» **What you should do**:
Word for word, transcribe the lines from the one containing "of the harvested" through the end of the entries, both included, and nothing else.
┌─ Working data
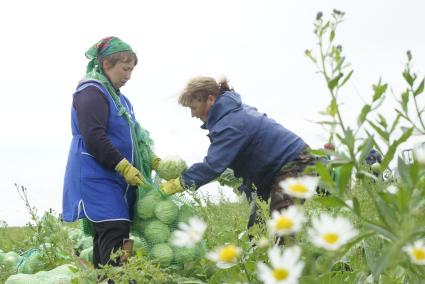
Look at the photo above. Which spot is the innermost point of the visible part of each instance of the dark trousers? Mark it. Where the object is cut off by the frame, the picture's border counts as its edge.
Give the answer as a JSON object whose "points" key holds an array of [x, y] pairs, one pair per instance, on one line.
{"points": [[108, 237], [279, 200]]}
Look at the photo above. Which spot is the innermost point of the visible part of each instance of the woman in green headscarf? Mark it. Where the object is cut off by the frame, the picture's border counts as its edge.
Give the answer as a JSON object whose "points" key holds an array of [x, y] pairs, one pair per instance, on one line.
{"points": [[110, 154]]}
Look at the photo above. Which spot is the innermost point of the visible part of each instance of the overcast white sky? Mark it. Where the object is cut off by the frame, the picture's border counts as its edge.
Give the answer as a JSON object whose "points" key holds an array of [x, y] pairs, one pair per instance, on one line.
{"points": [[258, 45]]}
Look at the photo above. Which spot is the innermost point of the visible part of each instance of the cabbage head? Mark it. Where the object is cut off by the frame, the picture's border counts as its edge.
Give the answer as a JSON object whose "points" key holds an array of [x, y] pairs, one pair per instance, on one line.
{"points": [[171, 167], [32, 263], [140, 244], [145, 206], [10, 260], [87, 254], [157, 232], [184, 254], [185, 213], [162, 253], [166, 211]]}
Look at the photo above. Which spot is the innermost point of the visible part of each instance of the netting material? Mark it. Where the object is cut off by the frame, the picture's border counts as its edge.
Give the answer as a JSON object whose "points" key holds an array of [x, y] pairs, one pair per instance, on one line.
{"points": [[157, 216]]}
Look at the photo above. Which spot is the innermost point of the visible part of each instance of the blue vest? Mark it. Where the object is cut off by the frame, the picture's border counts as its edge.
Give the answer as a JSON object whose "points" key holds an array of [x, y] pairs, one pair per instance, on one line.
{"points": [[90, 189]]}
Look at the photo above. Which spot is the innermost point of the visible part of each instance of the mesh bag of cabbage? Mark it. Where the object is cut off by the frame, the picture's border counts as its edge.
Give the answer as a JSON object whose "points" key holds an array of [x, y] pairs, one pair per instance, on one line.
{"points": [[156, 217], [86, 227]]}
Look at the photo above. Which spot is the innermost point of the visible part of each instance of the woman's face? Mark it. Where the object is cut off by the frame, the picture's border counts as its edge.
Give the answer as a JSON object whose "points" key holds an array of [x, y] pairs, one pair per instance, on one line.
{"points": [[118, 74], [200, 109]]}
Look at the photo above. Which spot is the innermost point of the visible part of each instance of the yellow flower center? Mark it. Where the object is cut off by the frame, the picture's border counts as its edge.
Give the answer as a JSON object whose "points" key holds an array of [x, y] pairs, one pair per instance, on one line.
{"points": [[419, 254], [331, 238], [280, 274], [228, 254], [298, 188], [284, 223]]}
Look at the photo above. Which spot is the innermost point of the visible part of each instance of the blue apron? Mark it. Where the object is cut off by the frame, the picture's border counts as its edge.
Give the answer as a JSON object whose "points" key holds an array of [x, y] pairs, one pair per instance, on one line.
{"points": [[90, 189]]}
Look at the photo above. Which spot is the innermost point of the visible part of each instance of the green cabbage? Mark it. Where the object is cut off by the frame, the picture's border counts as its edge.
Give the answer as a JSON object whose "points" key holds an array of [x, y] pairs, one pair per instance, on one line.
{"points": [[183, 254], [171, 167], [162, 253], [166, 211], [62, 274], [10, 260], [87, 254], [145, 207], [140, 244], [33, 263], [157, 232], [186, 212]]}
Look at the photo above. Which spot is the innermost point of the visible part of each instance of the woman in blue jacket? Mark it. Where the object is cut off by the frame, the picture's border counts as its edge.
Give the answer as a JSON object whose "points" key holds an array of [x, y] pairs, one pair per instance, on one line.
{"points": [[255, 146], [110, 154]]}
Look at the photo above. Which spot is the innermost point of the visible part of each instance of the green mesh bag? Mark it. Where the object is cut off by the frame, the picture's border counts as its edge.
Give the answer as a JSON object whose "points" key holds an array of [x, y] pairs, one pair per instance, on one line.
{"points": [[156, 217], [86, 227]]}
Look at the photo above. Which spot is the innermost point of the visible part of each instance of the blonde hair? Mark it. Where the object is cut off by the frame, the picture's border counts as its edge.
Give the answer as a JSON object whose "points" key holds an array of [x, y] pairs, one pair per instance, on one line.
{"points": [[199, 88]]}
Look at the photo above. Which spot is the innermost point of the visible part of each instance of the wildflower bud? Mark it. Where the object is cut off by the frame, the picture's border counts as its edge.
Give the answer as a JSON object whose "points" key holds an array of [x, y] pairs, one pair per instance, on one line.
{"points": [[319, 16]]}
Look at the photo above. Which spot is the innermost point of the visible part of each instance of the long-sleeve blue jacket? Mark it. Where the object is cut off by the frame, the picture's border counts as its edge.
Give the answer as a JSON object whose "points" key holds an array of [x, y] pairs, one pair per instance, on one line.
{"points": [[245, 140]]}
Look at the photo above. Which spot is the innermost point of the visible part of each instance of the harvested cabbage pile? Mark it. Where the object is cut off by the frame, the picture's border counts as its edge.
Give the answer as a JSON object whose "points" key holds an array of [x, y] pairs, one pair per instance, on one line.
{"points": [[61, 274], [156, 217], [171, 167]]}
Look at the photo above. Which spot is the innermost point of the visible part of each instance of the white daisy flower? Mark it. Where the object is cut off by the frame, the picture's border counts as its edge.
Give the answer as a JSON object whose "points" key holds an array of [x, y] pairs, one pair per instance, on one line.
{"points": [[416, 252], [419, 154], [331, 233], [190, 233], [392, 189], [300, 187], [225, 256], [285, 268], [349, 203], [263, 242], [286, 222]]}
└─
» **Answer below**:
Look at the photo above. Which spot is the innermost point of the visible part of each instance of the harvested cabbage pile? Mark it. Where the object is cut off by the frame, the picture's border counts as its edge.
Give the answer as a JSON object whose "points" key holds an array of [x, y] pairs, one pair per instance, on one line.
{"points": [[61, 274], [156, 217], [171, 167]]}
Look at the photo above. Which spot is the innermost point of the visible part of each instance of the white daisy flower? Mark it. Where the object is cut off by the frame, the picture's border counts as its edge.
Give the answer as a JSON object whose "points" key holds an array of [x, y] pairs, one pair per instance, on one line.
{"points": [[416, 252], [419, 154], [331, 233], [190, 233], [392, 189], [300, 187], [225, 256], [285, 268], [349, 203], [263, 242], [286, 222]]}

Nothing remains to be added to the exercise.